=== TRECHO FORNECIDO ===
O tempo foi meu aliado, minha dedicação ao ofício de jornalista foi a melhor resposta. Escreveu em “Poeminho do Contra” o genial e saudoso Mario Quintana: “Todos esses que aí estão atravancando meu caminho, eles passarão… Eu passarinho!”. Grande Quintana!
Voltando ao imbróglio da vacina indiana… Desde janeiro de 2017 tenho alertado para a nefasta atuação de Ricardo Barros, atual líder do governo Bolsonaro na Câmara dos Deputados, no Ministério da Saúde. De novo no olho do furação, Barros agora tenta sem sucesso escapar da culpa, mas não posso ignorar o conteúdo das reuniões na Saúde em que meu nome foi citado de maneira torpe pelos vis que tentavam protagonizar mais um descalabro com a chancela do Estado. Resisti como jornalista, venci como cidadão.
Hoje, após mais uma sessão da CPI da Covid, talvez a mais contundente e retumbante, profissionais de imprensa ousaram surgir em cena como profetas do apocalipse, os donos da verdade suprema. Analisam os fatos como se há muito se dedicassem ao tema, o que não é verdade. Não quero lugar no panteão da glória, pelo contrário, até porque meu papel como jornalista é informar, mas creio que a verdade deve prevalecer.
Aos senadores da CPI da Covid os depoentes afirmaram que o presidente da República, quando informado sobre as pinceladas de corrupção no caso Covaxin, citou o nome de Ricardo Barros como responsável pelo “rolo”. Muito antes de o presidente tomar conhecimento do caso, afirmei que era preciso estar atento aos movimentos de Barros no escopo da medida provisória que viabilizou a compra das vacinas Sputnik V e Covaxin.
Aliás, quando Bolsonaro se apresentou como candidato ao Palácio do Planalto, em 2018, embalado por um discurso mentiroso e marcado pelo falso moralismo, afirmei, sem medo de errar, que o agora presidente era – e continua sendo – o que se conhece como “mais do mesmo”. Paguei preço caríssimo por tal afirmação, mas não abri mão das minhas certezas. Afinal, depois de mais de quatro décadas de jornalismo político pode-se ter dúvidas, mas jamais errar. O tempo tem sido senhor da razão.
Quando Bolsonaro agarrou-se ao Centrão para salvar a própria pele e o mandato presidencial, também afirmei que a aliança era espúria e ressuscitaria um “toma lá, dá cá” que sempre esteve presente no Parlamento. Às vezes mais acintoso, às vezes menos, mas sempre presente.
Postura idêntica adotei quando o presidente escolheu Ricardo Barros como líder do governo. Da mesma forma reagi quando o parlamentar tentou enquadrar os diretores da Anvisa, que decidiram resistir à pressão de um político profissional e desqualificado.
=== ENTRADAS DE DADOS ===
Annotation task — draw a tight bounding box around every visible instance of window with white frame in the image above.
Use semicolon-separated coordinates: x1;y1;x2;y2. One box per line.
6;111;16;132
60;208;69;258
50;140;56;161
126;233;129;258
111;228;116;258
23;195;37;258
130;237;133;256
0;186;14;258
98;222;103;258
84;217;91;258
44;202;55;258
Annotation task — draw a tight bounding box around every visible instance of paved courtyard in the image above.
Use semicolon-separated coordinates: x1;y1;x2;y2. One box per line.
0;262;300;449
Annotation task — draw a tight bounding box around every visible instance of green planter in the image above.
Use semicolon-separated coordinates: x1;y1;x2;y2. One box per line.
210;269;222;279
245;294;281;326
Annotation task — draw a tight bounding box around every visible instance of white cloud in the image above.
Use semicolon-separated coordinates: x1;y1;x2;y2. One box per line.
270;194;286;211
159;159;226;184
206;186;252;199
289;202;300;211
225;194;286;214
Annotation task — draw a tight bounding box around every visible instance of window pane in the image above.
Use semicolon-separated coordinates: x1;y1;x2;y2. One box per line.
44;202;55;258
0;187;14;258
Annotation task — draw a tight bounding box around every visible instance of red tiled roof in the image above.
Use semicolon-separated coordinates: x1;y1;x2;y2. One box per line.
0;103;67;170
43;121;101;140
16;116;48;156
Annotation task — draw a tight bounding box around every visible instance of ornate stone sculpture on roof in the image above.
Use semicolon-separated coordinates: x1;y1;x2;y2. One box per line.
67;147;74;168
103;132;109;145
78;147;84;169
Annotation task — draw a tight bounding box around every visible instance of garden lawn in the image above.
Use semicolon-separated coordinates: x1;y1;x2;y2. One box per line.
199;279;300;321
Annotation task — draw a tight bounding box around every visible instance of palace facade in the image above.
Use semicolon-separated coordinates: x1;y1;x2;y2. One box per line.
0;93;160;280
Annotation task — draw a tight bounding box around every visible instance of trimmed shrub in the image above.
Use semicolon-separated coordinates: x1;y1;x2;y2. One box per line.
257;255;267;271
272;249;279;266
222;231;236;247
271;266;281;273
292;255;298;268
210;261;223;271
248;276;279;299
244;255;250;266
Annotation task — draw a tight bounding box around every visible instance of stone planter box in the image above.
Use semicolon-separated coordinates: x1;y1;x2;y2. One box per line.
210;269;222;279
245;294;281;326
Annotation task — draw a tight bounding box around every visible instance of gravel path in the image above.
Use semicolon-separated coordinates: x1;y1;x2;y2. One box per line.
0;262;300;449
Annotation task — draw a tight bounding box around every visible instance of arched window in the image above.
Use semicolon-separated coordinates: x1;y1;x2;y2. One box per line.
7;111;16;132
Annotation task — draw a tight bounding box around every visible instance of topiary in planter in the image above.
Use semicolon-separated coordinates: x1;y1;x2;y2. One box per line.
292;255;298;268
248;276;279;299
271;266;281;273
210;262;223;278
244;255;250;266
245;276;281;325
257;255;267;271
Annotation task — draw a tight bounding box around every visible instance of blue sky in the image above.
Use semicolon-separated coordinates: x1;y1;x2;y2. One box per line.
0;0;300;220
===
• [CONJUNTO DE EXERCÍCIOS]:
a - Segundo o trecho, com que objetivo Bolsonaro se agarrou ao Centrão? Responda em uma a três frases.
b - Transcreva a parte do trecho que começa em "Aliás, quando Bolsonaro" e segue até "mas sempre presente.", renomeando "Centrão" como "grupo parlamentar".
As entradas são um material à parte, independente do trecho.

• [RESPOSTAS NUMERADAS]:
a - Segundo o trecho, Bolsonaro se agarrou ao Centrão para salvar a própria pele e o mandato presidencial.

b -
Aliás, quando Bolsonaro se apresentou como candidato ao Palácio do Planalto, em 2018, embalado por um discurso mentiroso e marcado pelo falso moralismo, afirmei, sem medo de errar, que o agora presidente era – e continua sendo – o que se conhece como “mais do mesmo”. Paguei preço caríssimo por tal afirmação, mas não abri mão das minhas certezas. Afinal, depois de mais de quatro décadas de jornalismo político pode-se ter dúvidas, mas jamais errar. O tempo tem sido senhor da razão.
Quando Bolsonaro agarrou-se ao grupo parlamentar para salvar a própria pele e o mandato presidencial, também afirmei que a aliança era espúria e ressuscitaria um “toma lá, dá cá” que sempre esteve presente no Parlamento. Às vezes mais acintoso, às vezes menos, mas sempre presente.